§ **SET PROBLEM**: Can you lay out the lines as a numbered list, starting at the line containing "Target: park place sign" and ending at the final line, leaving out any blank lines?

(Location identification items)
------
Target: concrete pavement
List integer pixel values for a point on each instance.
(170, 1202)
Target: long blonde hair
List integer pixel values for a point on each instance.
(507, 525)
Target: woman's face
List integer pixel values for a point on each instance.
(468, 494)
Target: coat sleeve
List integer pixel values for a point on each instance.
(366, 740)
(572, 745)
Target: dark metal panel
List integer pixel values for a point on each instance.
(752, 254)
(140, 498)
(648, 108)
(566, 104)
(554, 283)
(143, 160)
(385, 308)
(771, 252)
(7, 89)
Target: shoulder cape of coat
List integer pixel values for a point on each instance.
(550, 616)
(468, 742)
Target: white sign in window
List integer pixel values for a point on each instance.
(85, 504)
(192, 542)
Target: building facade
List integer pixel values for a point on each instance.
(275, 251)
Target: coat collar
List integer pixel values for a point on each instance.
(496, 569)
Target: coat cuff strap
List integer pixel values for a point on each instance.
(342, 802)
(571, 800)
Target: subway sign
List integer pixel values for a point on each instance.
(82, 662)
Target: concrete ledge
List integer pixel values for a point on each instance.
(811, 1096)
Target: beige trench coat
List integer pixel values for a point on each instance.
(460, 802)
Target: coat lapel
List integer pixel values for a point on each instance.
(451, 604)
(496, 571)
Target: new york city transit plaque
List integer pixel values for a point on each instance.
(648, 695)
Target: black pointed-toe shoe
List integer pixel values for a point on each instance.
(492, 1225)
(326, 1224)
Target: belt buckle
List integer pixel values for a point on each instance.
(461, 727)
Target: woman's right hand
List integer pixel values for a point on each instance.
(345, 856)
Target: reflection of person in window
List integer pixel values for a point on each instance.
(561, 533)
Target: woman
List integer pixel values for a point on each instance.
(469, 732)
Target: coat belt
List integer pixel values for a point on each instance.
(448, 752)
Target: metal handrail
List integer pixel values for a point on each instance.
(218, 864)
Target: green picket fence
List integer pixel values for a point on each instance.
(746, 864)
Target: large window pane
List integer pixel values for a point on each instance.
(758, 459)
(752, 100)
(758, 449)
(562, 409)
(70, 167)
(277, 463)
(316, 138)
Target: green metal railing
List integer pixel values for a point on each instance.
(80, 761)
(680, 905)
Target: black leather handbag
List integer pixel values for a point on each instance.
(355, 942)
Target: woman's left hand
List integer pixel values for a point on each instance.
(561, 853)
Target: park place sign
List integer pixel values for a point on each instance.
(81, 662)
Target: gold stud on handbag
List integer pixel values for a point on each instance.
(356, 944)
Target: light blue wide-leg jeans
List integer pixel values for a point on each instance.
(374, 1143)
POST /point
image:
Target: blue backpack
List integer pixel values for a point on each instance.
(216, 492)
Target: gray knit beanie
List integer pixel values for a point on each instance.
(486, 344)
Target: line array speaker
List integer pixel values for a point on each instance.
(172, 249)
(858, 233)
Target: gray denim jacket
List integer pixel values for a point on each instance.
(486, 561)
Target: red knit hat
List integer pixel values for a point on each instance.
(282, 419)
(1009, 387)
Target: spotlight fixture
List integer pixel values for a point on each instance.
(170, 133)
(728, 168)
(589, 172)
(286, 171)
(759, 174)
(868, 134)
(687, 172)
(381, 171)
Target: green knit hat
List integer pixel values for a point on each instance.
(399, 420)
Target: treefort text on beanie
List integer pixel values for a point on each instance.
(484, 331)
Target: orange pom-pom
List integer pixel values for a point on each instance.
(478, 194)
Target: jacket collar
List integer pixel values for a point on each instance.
------
§ **OUTPUT BELOW**:
1. Target: park place sign
2. List integer pixel values for a point on each instance.
3. (81, 662)
4. Target: gold stud on handbag
5. List integer pixel values for a point on each instance.
6. (356, 944)
7. Target: light blue wide-leg jeans
8. List integer pixel values for a point on each instance.
9. (374, 1143)
10. POST /point
11. image:
12. Target: blue backpack
13. List integer pixel values for a point on each instance.
14. (216, 492)
15. Target: gray knit beanie
16. List integer pixel values for a point on each instance.
17. (486, 344)
18. Target: line array speaker
19. List integer pixel values for a point on each instance.
20. (172, 249)
21. (858, 233)
22. Target: gray denim jacket
23. List integer pixel values for a point on each instance.
24. (486, 561)
25. Target: red knit hat
26. List integer pixel values for a point on each instance.
27. (282, 419)
28. (1009, 387)
29. Target: spotlight fixture
30. List integer pixel values for a point on each instance.
31. (170, 133)
32. (728, 168)
33. (589, 172)
34. (286, 171)
35. (759, 174)
36. (868, 134)
37. (687, 172)
38. (381, 171)
39. Target: green knit hat
40. List integer pixel values for a point on each instance.
41. (399, 420)
42. Target: treefort text on beanie
43. List integer pixel values for a point on each instance.
44. (484, 331)
45. Target: orange pom-pom
46. List integer pixel values for a point on each instance.
47. (478, 194)
48. Target: jacket collar
49. List integer pixel values for a point on each instance.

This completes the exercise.